■ Exercise goal: Rewrite the lines below, replacing "Inventory check" with "Spot check" and changing nothing else. Omit the pictures from your answer.
────────────────────
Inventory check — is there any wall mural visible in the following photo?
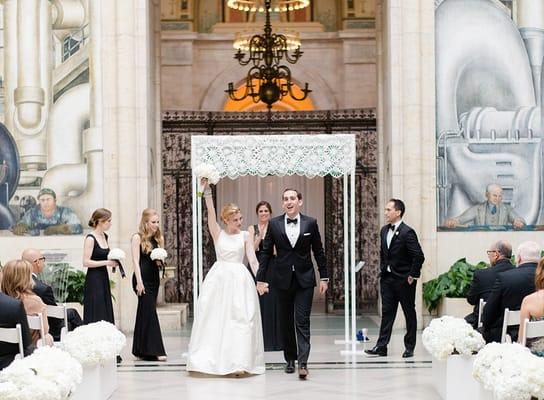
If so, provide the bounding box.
[435,0,544,230]
[0,0,98,236]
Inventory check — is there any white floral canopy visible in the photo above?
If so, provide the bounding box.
[191,134,357,353]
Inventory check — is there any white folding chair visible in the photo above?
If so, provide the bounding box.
[0,324,25,358]
[26,313,47,346]
[521,318,544,346]
[46,304,68,342]
[501,308,520,343]
[478,299,487,328]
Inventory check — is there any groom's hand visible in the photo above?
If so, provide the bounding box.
[319,281,329,295]
[257,282,268,296]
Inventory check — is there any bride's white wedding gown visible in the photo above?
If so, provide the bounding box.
────────────────────
■ Finished answer:
Spot check — is there any wall mural visible in the following photo?
If so, provide the bounding box.
[435,0,544,230]
[0,0,98,236]
Spot check — is there any white floral canopy visible in the photo above?
If so, provide the bounding box.
[191,134,357,353]
Spot check — is there any white folding chair visible in the photo above?
If so, provide the bounding box.
[0,324,25,358]
[26,313,47,346]
[521,318,544,346]
[46,304,68,342]
[501,308,520,343]
[478,299,487,328]
Spot check — is there any groom's hand visible in the photo above?
If so, provide the bounding box.
[319,281,329,295]
[257,282,268,296]
Spot check — is there any bride's white wedding gown visible in the photo above?
If so, provide the bounding box.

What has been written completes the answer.